* What you need to do: Please reproduce the entries exactly, skipping each picture.

* Dataset records:
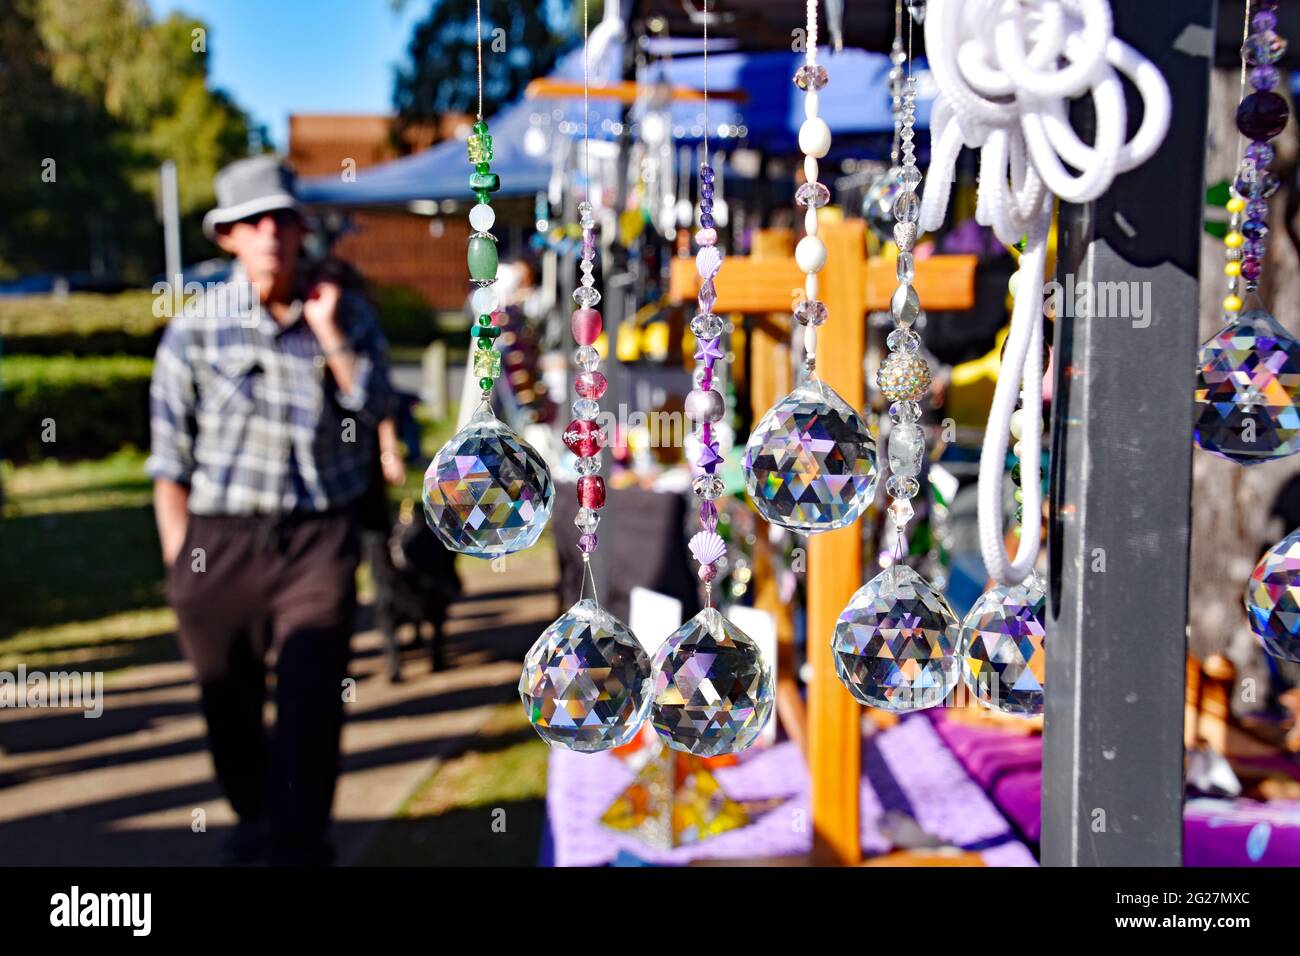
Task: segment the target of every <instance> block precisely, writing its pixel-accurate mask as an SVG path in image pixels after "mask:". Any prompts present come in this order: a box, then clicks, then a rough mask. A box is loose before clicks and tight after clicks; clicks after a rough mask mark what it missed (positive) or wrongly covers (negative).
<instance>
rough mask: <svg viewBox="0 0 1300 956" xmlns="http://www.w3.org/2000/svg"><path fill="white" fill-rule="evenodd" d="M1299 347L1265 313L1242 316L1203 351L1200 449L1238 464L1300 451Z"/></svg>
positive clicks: (1293, 339) (1197, 364) (1275, 323)
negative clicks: (1214, 454)
mask: <svg viewBox="0 0 1300 956" xmlns="http://www.w3.org/2000/svg"><path fill="white" fill-rule="evenodd" d="M1297 390H1300V342H1296V339H1294V338H1292V337H1291V336H1290V334H1288V333H1287V330H1286V329H1283V328H1282V325H1279V324H1278V321H1277V319H1274V317H1273V316H1271V315H1269V313H1268V312H1265V311H1264V310H1255V311H1251V312H1247V313H1244V315H1242V316H1238V317H1236V319H1234V320H1232V321H1231V323H1229V324H1227V325H1225V326H1223V328H1222V329H1221V330H1219V333H1218V334H1217V336H1214V337H1213V338H1210V339H1209V341H1206V342H1205V343H1204V345H1203V346H1201V350H1200V355H1199V358H1197V367H1196V432H1195V434H1196V444H1197V445H1200V446H1201V447H1203V449H1205V450H1206V451H1210V453H1213V454H1216V455H1219V457H1221V458H1227V459H1229V460H1230V462H1236V463H1238V464H1257V463H1258V462H1271V460H1273V459H1275V458H1284V457H1286V455H1291V454H1295V453H1296V450H1300V410H1297V408H1296V393H1297Z"/></svg>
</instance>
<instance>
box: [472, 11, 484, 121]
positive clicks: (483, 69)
mask: <svg viewBox="0 0 1300 956" xmlns="http://www.w3.org/2000/svg"><path fill="white" fill-rule="evenodd" d="M474 57H476V59H477V61H478V118H480V120H482V118H484V12H482V0H474Z"/></svg>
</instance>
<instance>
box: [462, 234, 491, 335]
mask: <svg viewBox="0 0 1300 956" xmlns="http://www.w3.org/2000/svg"><path fill="white" fill-rule="evenodd" d="M465 261H467V263H468V265H469V277H471V278H474V280H478V281H480V282H486V281H487V280H490V278H497V264H498V259H497V243H495V242H493V241H491V239H489V238H487V237H486V235H471V237H469V247H468V250H467V251H465ZM476 328H477V326H476Z"/></svg>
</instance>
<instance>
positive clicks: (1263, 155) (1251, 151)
mask: <svg viewBox="0 0 1300 956" xmlns="http://www.w3.org/2000/svg"><path fill="white" fill-rule="evenodd" d="M1273 155H1274V153H1273V147H1271V146H1269V144H1268V143H1251V144H1249V146H1248V147H1245V157H1247V159H1248V160H1251V163H1253V164H1255V165H1257V166H1258V168H1260V169H1264V168H1265V166H1266V165H1269V164H1270V163H1271V161H1273Z"/></svg>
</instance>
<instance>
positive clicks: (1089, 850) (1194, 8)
mask: <svg viewBox="0 0 1300 956" xmlns="http://www.w3.org/2000/svg"><path fill="white" fill-rule="evenodd" d="M1113 9H1114V17H1115V34H1117V35H1118V36H1121V38H1122V39H1125V40H1126V42H1127V43H1130V44H1131V46H1134V47H1135V48H1136V49H1138V51H1139V52H1141V53H1143V55H1144V56H1147V57H1148V59H1151V60H1152V61H1153V62H1154V64H1156V65H1157V66H1158V68H1160V70H1161V72H1162V73H1164V75H1165V78H1166V81H1167V82H1169V86H1170V90H1171V92H1173V121H1171V125H1170V130H1169V135H1167V137H1166V139H1165V143H1164V146H1162V147H1161V148H1160V151H1158V152H1157V153H1156V156H1154V157H1152V159H1151V160H1149V161H1148V163H1145V164H1144V165H1143V166H1140V168H1138V169H1135V170H1132V172H1130V173H1126V174H1125V176H1121V177H1119V178H1118V179H1117V181H1115V183H1114V187H1113V189H1112V190H1110V191H1109V193H1108V194H1106V195H1104V196H1102V198H1101V199H1099V200H1097V202H1096V203H1093V204H1089V206H1083V207H1070V206H1067V207H1062V211H1061V232H1060V255H1058V264H1057V280H1058V281H1060V282H1061V284H1062V286H1063V287H1065V297H1066V307H1065V308H1062V315H1058V316H1057V323H1056V350H1054V369H1056V372H1054V382H1056V388H1054V401H1053V421H1052V486H1050V502H1052V510H1050V514H1052V527H1050V533H1049V553H1050V562H1049V563H1050V593H1049V611H1048V614H1049V620H1048V645H1047V646H1048V695H1047V724H1045V732H1044V767H1043V769H1044V783H1043V862H1044V865H1054V866H1134V865H1148V866H1149V865H1160V866H1177V865H1179V864H1180V861H1182V834H1183V704H1184V702H1183V685H1184V666H1186V654H1187V564H1188V537H1190V524H1191V454H1192V392H1193V385H1195V376H1193V369H1195V358H1196V346H1197V341H1196V337H1197V336H1196V326H1197V323H1196V316H1197V310H1199V306H1197V278H1199V271H1200V267H1199V260H1200V233H1201V216H1203V207H1204V202H1205V186H1204V165H1205V163H1204V160H1205V129H1206V105H1208V100H1209V74H1210V66H1212V55H1213V43H1214V33H1213V30H1214V0H1158V1H1148V3H1140V4H1135V3H1119V4H1113ZM1131 92H1132V91H1131V90H1130V104H1131V111H1130V112H1131V114H1130V118H1128V125H1130V133H1131V131H1132V130H1134V129H1136V124H1138V122H1139V121H1140V118H1141V117H1140V107H1138V105H1136V103H1135V101H1136V96H1132V95H1131ZM1088 108H1091V107H1083V108H1080V109H1076V111H1075V112H1076V113H1080V114H1083V113H1084V111H1086V109H1088ZM1083 125H1086V124H1083ZM1084 138H1086V139H1087V137H1084ZM1071 280H1073V285H1071ZM1083 282H1087V284H1091V287H1092V293H1093V294H1092V297H1091V299H1089V300H1087V302H1083V303H1082V306H1083V307H1082V308H1079V310H1076V311H1078V312H1079V313H1078V315H1073V311H1075V310H1074V308H1073V306H1074V304H1075V303H1074V302H1069V291H1070V290H1071V289H1075V290H1078V289H1082V287H1083V286H1082V285H1080V284H1083ZM1109 284H1114V285H1109ZM1125 297H1127V298H1125ZM1135 297H1139V298H1135ZM1117 302H1118V303H1123V302H1127V303H1128V307H1127V308H1123V307H1121V310H1118V311H1121V312H1122V313H1121V315H1115V313H1114V312H1115V311H1117V310H1115V308H1114V306H1115V303H1117Z"/></svg>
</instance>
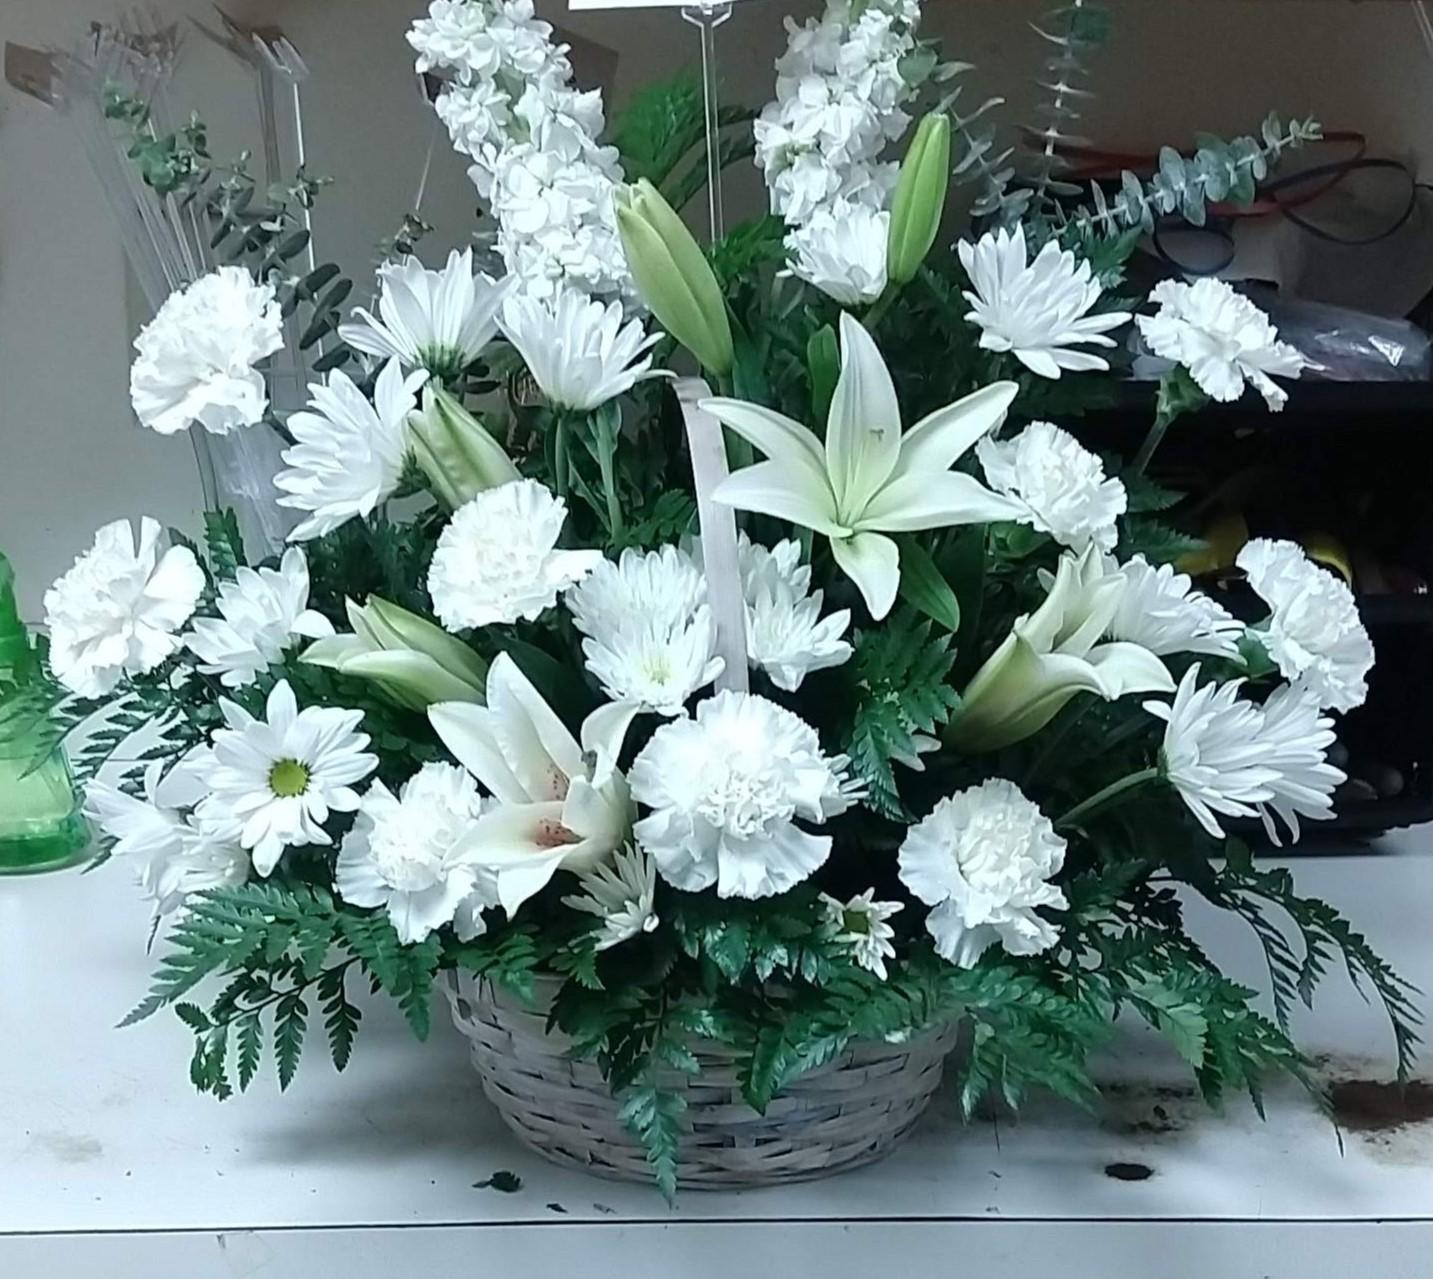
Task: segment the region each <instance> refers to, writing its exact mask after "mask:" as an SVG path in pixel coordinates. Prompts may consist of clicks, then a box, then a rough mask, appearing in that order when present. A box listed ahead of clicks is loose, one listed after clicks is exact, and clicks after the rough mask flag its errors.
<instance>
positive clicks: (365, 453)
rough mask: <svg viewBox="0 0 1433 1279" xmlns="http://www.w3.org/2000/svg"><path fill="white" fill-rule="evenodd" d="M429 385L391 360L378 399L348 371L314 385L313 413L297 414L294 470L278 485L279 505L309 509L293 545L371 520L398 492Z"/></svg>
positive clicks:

* Problem solution:
Task: segment the target of every <instance> block precisely, writing its pixel-accurate mask as an SVG path in image pixels after "mask:". Any prompts present come in this order: a box, then clicks, then a rough mask. A box is loose before clicks and tight after clicks; clicks after a rough mask mark what it missed (positive) or wrongly covers (negative).
<instance>
rough mask: <svg viewBox="0 0 1300 956" xmlns="http://www.w3.org/2000/svg"><path fill="white" fill-rule="evenodd" d="M1299 347L1265 313L1242 316L1203 351L1200 449L1238 464L1300 451Z"/></svg>
positive clicks: (1293, 339) (1197, 364) (1275, 323)
negative clicks: (1214, 454)
mask: <svg viewBox="0 0 1300 956" xmlns="http://www.w3.org/2000/svg"><path fill="white" fill-rule="evenodd" d="M1297 390H1300V342H1296V339H1294V338H1292V337H1291V336H1290V334H1288V333H1287V330H1286V329H1283V328H1282V325H1279V324H1278V321H1277V319H1274V317H1273V316H1271V315H1269V313H1268V312H1265V311H1264V310H1255V311H1251V312H1247V313H1244V315H1242V316H1238V317H1236V319H1234V320H1232V321H1231V323H1229V324H1227V325H1225V326H1223V328H1222V329H1221V330H1219V333H1218V334H1217V336H1214V337H1213V338H1210V339H1209V341H1206V342H1205V343H1204V345H1203V346H1201V350H1200V355H1199V358H1197V367H1196V432H1195V434H1196V444H1197V445H1200V446H1201V447H1203V449H1205V450H1206V451H1210V453H1213V454H1216V455H1219V457H1221V458H1227V459H1229V460H1230V462H1236V463H1238V464H1257V463H1258V462H1271V460H1273V459H1275V458H1284V457H1286V455H1291V454H1295V453H1296V450H1300V410H1297V408H1296V393H1297Z"/></svg>
</instance>
<instance>
box: [472, 11, 484, 121]
positive clicks: (483, 69)
mask: <svg viewBox="0 0 1300 956" xmlns="http://www.w3.org/2000/svg"><path fill="white" fill-rule="evenodd" d="M474 57H476V59H477V61H478V118H480V120H482V118H484V12H482V0H474Z"/></svg>
</instance>
<instance>
box: [462, 234, 491, 335]
mask: <svg viewBox="0 0 1300 956" xmlns="http://www.w3.org/2000/svg"><path fill="white" fill-rule="evenodd" d="M465 261H467V263H468V265H469V277H471V278H474V280H478V281H480V282H486V281H487V280H490V278H497V264H498V259H497V243H495V242H493V241H491V239H489V238H487V237H486V235H471V237H469V247H468V250H467V251H465ZM476 328H477V326H476Z"/></svg>
</instance>
<instance>
positive clicks: (1263, 155) (1251, 151)
mask: <svg viewBox="0 0 1300 956" xmlns="http://www.w3.org/2000/svg"><path fill="white" fill-rule="evenodd" d="M1273 155H1274V153H1273V147H1271V146H1269V144H1268V143H1251V144H1249V146H1248V147H1245V157H1247V159H1248V160H1251V163H1253V164H1255V165H1257V166H1258V168H1260V169H1264V168H1265V166H1266V165H1269V164H1270V163H1271V161H1273Z"/></svg>
</instance>
<instance>
positive clicks: (1089, 850) (1194, 8)
mask: <svg viewBox="0 0 1300 956" xmlns="http://www.w3.org/2000/svg"><path fill="white" fill-rule="evenodd" d="M1113 9H1114V17H1115V34H1117V35H1118V36H1121V38H1122V39H1125V40H1126V42H1127V43H1130V44H1131V46H1134V47H1135V48H1136V49H1138V51H1139V52H1141V53H1143V55H1144V56H1147V57H1148V59H1151V60H1152V61H1153V62H1154V64H1156V65H1157V66H1158V68H1160V70H1161V72H1162V73H1164V75H1165V78H1166V81H1167V82H1169V86H1170V90H1171V92H1173V121H1171V125H1170V130H1169V135H1167V137H1166V139H1165V143H1164V146H1162V147H1161V148H1160V151H1158V152H1157V153H1156V156H1154V157H1152V159H1151V160H1149V161H1148V163H1145V164H1144V165H1143V166H1140V168H1138V169H1135V170H1132V172H1130V173H1126V174H1125V176H1121V177H1119V178H1118V179H1117V181H1115V183H1114V187H1113V189H1112V190H1110V191H1109V193H1108V194H1106V195H1104V196H1102V198H1101V199H1099V200H1097V202H1096V203H1093V204H1089V206H1083V207H1070V206H1067V207H1062V211H1061V232H1060V255H1058V264H1057V280H1058V281H1060V282H1061V284H1062V286H1063V287H1065V297H1066V307H1065V308H1062V315H1058V316H1057V323H1056V350H1054V369H1056V372H1054V382H1056V388H1054V401H1053V421H1052V486H1050V502H1052V510H1050V514H1052V527H1050V533H1049V553H1050V562H1049V563H1050V593H1049V611H1048V614H1049V620H1048V645H1047V646H1048V695H1047V724H1045V732H1044V767H1043V769H1044V783H1043V862H1044V865H1054V866H1134V865H1148V866H1149V865H1160V866H1177V865H1179V864H1180V861H1182V834H1183V704H1184V702H1183V685H1184V666H1186V654H1187V564H1188V537H1190V524H1191V454H1192V392H1193V385H1195V376H1193V369H1195V358H1196V346H1197V341H1196V337H1197V336H1196V326H1197V323H1196V316H1197V310H1199V306H1197V278H1199V271H1200V267H1199V260H1200V233H1201V216H1203V207H1204V202H1205V186H1204V165H1205V163H1204V160H1205V129H1206V105H1208V100H1209V74H1210V66H1212V55H1213V43H1214V33H1213V30H1214V0H1158V1H1148V3H1140V4H1135V3H1119V4H1113ZM1131 92H1132V91H1131V90H1130V104H1131V111H1130V112H1131V114H1130V118H1128V125H1130V133H1131V131H1132V130H1134V129H1136V124H1138V122H1139V121H1140V118H1141V117H1140V107H1138V105H1136V103H1135V101H1136V96H1132V95H1131ZM1088 108H1091V107H1083V108H1080V109H1076V111H1075V112H1076V113H1080V114H1083V113H1084V111H1086V109H1088ZM1083 125H1086V124H1083ZM1084 138H1086V139H1087V137H1084ZM1071 280H1073V285H1071ZM1083 282H1087V284H1091V287H1092V293H1093V294H1092V297H1091V299H1089V300H1087V302H1083V303H1082V306H1083V307H1082V308H1079V310H1076V311H1078V312H1079V313H1078V315H1073V311H1075V310H1074V308H1073V306H1074V304H1075V303H1074V302H1069V291H1070V290H1071V289H1075V290H1078V289H1082V287H1083V286H1082V285H1080V284H1083ZM1109 284H1114V285H1109ZM1125 297H1127V298H1125ZM1135 297H1139V298H1135ZM1117 302H1118V303H1123V302H1127V303H1128V307H1127V308H1123V307H1121V310H1118V311H1121V312H1122V313H1121V315H1115V313H1114V312H1115V311H1117V310H1115V308H1114V306H1115V303H1117Z"/></svg>
</instance>
Task: segment the region each <instance> refers to, writing its exact mask after "mask:" as an SVG path in pixel coordinates. Prompts may consist of clicks, then a box, then a rough mask, appearing in that order when present. A box listed ahead of clicks is loose, one listed after clicks is exact, and clicks after the rough mask flag its errors.
<instance>
positive clicks: (365, 453)
rough mask: <svg viewBox="0 0 1433 1279" xmlns="http://www.w3.org/2000/svg"><path fill="white" fill-rule="evenodd" d="M429 385L391 360L378 399L348 371L314 385L313 413L297 414L294 470L278 485L279 505L309 509L293 545L371 520L398 492Z"/></svg>
positive clicks:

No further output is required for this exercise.